Point annotation records>
## BEGIN

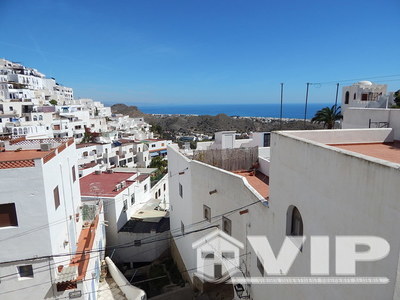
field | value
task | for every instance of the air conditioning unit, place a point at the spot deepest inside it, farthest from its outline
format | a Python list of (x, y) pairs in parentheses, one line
[(45, 147)]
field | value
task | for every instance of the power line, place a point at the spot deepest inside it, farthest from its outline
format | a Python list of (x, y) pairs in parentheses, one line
[(357, 79)]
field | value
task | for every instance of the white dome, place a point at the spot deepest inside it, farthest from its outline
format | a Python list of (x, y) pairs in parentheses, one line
[(365, 82)]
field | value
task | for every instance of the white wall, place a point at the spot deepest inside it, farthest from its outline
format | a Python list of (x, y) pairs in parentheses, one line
[(359, 118), (335, 196)]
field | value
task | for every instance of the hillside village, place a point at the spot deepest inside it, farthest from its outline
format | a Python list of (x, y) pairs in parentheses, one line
[(97, 205)]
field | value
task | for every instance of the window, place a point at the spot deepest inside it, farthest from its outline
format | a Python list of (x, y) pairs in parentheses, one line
[(294, 224), (180, 190), (73, 174), (25, 271), (56, 195), (125, 208), (207, 213), (260, 266), (8, 215), (227, 225), (267, 139)]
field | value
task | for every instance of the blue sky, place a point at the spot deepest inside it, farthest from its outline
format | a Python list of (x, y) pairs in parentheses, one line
[(204, 51)]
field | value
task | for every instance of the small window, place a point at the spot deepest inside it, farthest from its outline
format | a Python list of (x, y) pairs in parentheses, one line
[(125, 208), (207, 213), (56, 195), (133, 199), (294, 223), (73, 174), (181, 190), (260, 266), (25, 271), (227, 225), (8, 215)]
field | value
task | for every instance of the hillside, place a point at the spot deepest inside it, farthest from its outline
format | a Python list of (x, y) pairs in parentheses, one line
[(185, 125)]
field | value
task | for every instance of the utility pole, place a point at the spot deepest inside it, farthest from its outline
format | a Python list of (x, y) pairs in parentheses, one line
[(305, 108), (337, 93), (280, 115)]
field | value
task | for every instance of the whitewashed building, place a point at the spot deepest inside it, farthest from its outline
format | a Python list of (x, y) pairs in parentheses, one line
[(130, 211), (47, 234), (327, 182), (366, 94)]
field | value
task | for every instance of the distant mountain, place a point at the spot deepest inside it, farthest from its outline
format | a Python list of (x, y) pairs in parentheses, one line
[(206, 124)]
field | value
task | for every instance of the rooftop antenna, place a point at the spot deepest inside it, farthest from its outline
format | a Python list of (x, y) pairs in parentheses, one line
[(305, 108), (280, 115)]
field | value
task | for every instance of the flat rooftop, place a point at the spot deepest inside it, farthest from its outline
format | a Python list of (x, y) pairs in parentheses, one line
[(103, 185), (22, 155), (259, 181), (385, 151)]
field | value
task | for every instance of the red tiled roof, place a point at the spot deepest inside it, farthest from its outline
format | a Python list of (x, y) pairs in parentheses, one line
[(142, 177), (85, 244), (103, 185), (259, 181)]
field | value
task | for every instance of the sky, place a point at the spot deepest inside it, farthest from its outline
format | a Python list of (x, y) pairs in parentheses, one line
[(204, 51)]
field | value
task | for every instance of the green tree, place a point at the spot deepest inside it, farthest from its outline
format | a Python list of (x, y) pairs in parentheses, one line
[(328, 116), (53, 102)]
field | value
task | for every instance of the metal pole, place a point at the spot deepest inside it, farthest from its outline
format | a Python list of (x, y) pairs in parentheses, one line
[(305, 108), (281, 106), (337, 93)]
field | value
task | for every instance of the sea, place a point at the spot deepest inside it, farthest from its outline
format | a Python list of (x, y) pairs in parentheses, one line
[(269, 110)]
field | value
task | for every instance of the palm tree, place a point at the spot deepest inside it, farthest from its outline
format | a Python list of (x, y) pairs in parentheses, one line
[(328, 116)]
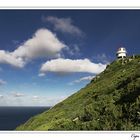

## END

WHAT IS EXPECTED>
Please duplicate all of the records above line for line, leaving the pictures out of your copy.

SOLVED EXERCISE>
field | value
task | for every instance of the air conditioning unit, place a point at the spot deepest inside it, farthest from its outline
format | a Python list of (x, y) pairs in parentheses, one line
[(45, 147)]
field | value
task | for every instance of the power line, place a point at the spot deepest inside it, farthest from its outline
format | a Python list of (x, y) pairs in parentheses, one line
[(357, 79)]
field | value
task | for every instance of the white dome, place a point at the spot deepest inside it, farthest from its outline
format | a Python list of (x, y) pairs in parentheses, one line
[(365, 82)]
field | value
task | for every instance of the white wall, place a point at the spot deepest inside it, farthest from its outline
format | a Python list of (x, y) pairs in parentheses, one line
[(359, 118), (335, 196)]
field | value
task | for every instance of the hillside village, place a point at the spot deepest inside it, farthest from its outline
format | a Python list of (x, y) pairs in parentheses, one line
[(97, 205)]
field | value
task | for every instance of the window, place a point at the spot deepest inside it, farthest from its outline
format | a Python list of (x, y) pairs in parentheses, one line
[(294, 224), (180, 190), (73, 174), (25, 271), (56, 195), (125, 208), (207, 213), (260, 266), (8, 215), (227, 225), (267, 139)]
field | value
task | for every instance of the blue sky, place a point at the spot deepest inside it, farthest from its outline
format | a Python list of (x, y) pairs in parentheses, one line
[(204, 51)]
field | value
task | for every instance of the small window, place a point at the spot deepest inside it, farthest from its outline
format | a Python list of (x, y) pairs in parentheses, one line
[(125, 208), (207, 213), (56, 195), (133, 199), (294, 223), (73, 174), (181, 190), (260, 266), (25, 271), (227, 225), (8, 215)]
field | value
task | for every instance of the hillside, place a point at the spot deepest inside it, farthest from its outline
format | a Python list of (x, y) pairs in parentheses, one line
[(185, 125)]
field | value
task | for every instance of the utility pole, place a point at the spot deepest inside it, farthest from its outline
format | a Python list of (x, y) pairs in parentheses, one line
[(305, 108), (337, 93), (280, 115)]
field | value
task | for every instance of the whitewashed building, place a point at the spot deepest inside it, farthest from its outline
format | a Python list of (x, y) pairs in parentheses, one line
[(130, 211), (47, 234), (327, 182), (366, 94)]
field | value
task | for every instance of the distant mountain, place a point at the spot deepest inside it, farthest from its outline
format | a Python list of (x, y) pairs in parentheses, one line
[(206, 124)]
field | value
task | for every instance of the rooftop antenna, place a point at the spot deepest inside it, farthest from its outline
format | a Python list of (x, y) pairs in parentheses, one line
[(305, 108), (280, 115)]
field | value
task | for every instance of the flat rooftop, place a point at the spot deepest inside it, farthest from its outline
format | a Python list of (x, y) pairs in parentheses, one line
[(103, 185), (22, 155), (259, 181), (385, 151)]
field | value
task | for every instance of the red tiled roof, place a point at the spot deepest inside it, farthest from its outline
format | a Python list of (x, y) pairs in parentheses, one line
[(142, 177), (85, 244), (103, 185), (259, 181)]
field | value
task | for every instance of the sky, place a point at the spot deepest inside it, farthest from its outline
format | a Python list of (x, y) pairs in parentheses, one line
[(204, 51)]
field | value
task | for every instance of the green tree, place a point at the spot deepest inside it, farthest from its outline
format | a Python list of (x, y) pairs in parentheses, one line
[(328, 116), (53, 102)]
field | value
task | for every instance of the metal pole, place a point at the spot deepest inside it, farthest from its outline
format | a Python list of (x, y) pairs in parentheses, one line
[(305, 108), (281, 106), (337, 93)]
field | value
task | for every instance of the sea, place a point at the spot deepest inside it, farthest from its outline
format | a Python list of (x, y) pairs in parentheses, one line
[(269, 110)]
field | value
task | for every instance of the palm tree, place a point at the spot deepest inside it, farthest from its outline
format | a Python list of (x, y) pairs in parentheses, one line
[(328, 116)]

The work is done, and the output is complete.